_Task instructions_.
Pull out every line below that contains the word "clicks", copying each one in full.

Source data: Begin

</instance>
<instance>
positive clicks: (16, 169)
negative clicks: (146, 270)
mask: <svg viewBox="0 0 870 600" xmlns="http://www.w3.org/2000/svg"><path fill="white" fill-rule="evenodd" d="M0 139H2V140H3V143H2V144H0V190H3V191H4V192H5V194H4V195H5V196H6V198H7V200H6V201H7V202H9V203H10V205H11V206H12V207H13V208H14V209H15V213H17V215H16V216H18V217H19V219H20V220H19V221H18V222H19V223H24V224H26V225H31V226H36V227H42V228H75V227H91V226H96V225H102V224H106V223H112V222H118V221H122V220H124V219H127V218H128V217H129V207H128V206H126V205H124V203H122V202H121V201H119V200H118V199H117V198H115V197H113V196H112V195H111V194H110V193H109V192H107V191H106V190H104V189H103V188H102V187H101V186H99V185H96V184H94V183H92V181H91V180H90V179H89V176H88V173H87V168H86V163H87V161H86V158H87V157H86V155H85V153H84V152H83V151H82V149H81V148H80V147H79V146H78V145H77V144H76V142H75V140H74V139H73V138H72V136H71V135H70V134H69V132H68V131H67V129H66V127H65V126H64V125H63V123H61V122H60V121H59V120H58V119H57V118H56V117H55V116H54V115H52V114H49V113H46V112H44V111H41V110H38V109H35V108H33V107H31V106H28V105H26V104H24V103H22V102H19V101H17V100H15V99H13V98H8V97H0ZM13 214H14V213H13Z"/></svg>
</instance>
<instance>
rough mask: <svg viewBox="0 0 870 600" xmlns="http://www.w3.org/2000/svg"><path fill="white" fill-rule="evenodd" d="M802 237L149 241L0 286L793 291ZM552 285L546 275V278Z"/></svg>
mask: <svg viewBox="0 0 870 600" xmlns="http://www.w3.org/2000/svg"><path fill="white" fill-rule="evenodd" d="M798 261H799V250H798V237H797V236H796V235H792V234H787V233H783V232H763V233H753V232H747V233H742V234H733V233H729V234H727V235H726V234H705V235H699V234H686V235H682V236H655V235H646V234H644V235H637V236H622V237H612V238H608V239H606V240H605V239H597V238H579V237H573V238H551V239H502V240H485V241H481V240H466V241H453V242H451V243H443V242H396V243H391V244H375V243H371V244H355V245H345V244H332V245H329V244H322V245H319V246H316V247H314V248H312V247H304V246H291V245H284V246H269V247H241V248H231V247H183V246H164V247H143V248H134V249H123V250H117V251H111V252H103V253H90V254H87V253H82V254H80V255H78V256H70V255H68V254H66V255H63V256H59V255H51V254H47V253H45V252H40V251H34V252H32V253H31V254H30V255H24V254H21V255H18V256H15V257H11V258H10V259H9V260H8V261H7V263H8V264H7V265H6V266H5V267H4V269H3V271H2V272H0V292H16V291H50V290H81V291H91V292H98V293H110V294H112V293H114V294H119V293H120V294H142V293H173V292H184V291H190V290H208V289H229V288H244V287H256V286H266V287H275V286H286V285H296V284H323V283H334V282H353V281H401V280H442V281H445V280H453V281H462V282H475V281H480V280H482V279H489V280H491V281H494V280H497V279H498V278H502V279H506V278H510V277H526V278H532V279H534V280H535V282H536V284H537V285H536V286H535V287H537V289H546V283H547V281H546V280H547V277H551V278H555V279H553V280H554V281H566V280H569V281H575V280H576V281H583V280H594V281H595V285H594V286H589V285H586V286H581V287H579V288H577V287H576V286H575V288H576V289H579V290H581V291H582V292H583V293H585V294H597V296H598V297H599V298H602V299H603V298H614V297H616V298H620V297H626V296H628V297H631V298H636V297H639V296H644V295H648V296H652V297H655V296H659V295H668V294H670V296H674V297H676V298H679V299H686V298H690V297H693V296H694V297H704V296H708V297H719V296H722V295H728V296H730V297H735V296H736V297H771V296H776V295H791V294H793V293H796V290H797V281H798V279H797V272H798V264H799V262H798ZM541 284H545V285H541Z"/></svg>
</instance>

Source data: End

_Task solution_.
positive clicks: (16, 169)
negative clicks: (146, 270)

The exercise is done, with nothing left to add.